* Exercise details *
Below, reproduce word for word the stretch of the Article 13 text from "Together with over" through "and Free Software.".

* Quoted text *

A new copyright proposal is currently discussed by the EU co-legislators. Part of this proposal is Article 13 which can hamper our ability to collaborate with each other online as it imposes new monitoring obligations and installation of arbitrary upload filters on every code hosting and sharing provider. The Free Software Foundation Europe (FSFE) today raises its voice to save code sharing and joins 80 other organisations in an open letter towards the EU Council.

Free Software development often relies on code hosting platforms to build software together. Current ongoing EU copyright review, and in particular its Article 13 however, could hamper our ability to collaborate online with each other by imposing new obligations on every code hosting and sharing provider to prevent any possible copyright infringement in the form of arbitrary upload filters. In addition, the proposed Article 13 will oblige online platforms to monitor their users and actively seek for possible copyright infringements. However, there are no known filtering technologies that could accurately and reliably identify whether any Free Software is being shared in accordance with its terms and conditions. That means with such an Article 13 as currently proposed in the Council of the European Union (EU Council), software developers’ ability to share and collaborate in the development of source code would be limited.

Together with over 80 organisations, the Free Software Foundation Europe calls the EU member states to acknowledge the danger that Article 13 of the current EU Copyright Directive proposal poses to fundamental rights and freedoms, our economy, our education, our innovation, and our culture. And in order to address the issues Article 13 specifically poses on Free Software, the FSFE together with Open Forum Europe already launched Save Code Share and has published a White Paper to explain how Article 13 endangers our ability to build and share software online. We also ask individuals, organisations and companies to sign our Open Letter addressed to EU legislators to prevent harmful impact of Article 13 on collaborative software development and Free Software.

* Data *
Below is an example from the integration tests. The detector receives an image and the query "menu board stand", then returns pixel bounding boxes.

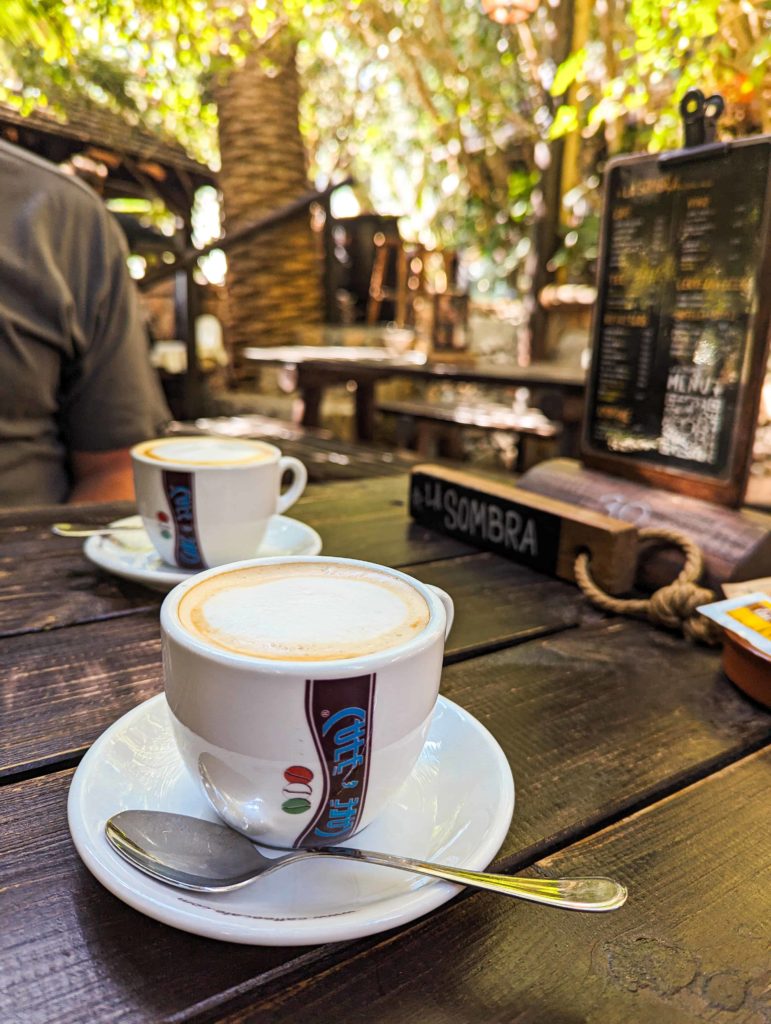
[518,118,771,587]
[582,135,771,506]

* Exercise solution *
Together with over 80 organisations, the Free Software Foundation Europe calls the EU member states to acknowledge the danger that Article 13 of the current EU Copyright Directive proposal poses to fundamental rights and freedoms, our economy, our education, our innovation, and our culture. And in order to address the issues Article 13 specifically poses on Free Software, the FSFE together with Open Forum Europe already launched Save Code Share and has published a White Paper to explain how Article 13 endangers our ability to build and share software online. We also ask individuals, organisations and companies to sign our Open Letter addressed to EU legislators to prevent harmful impact of Article 13 on collaborative software development and Free Software.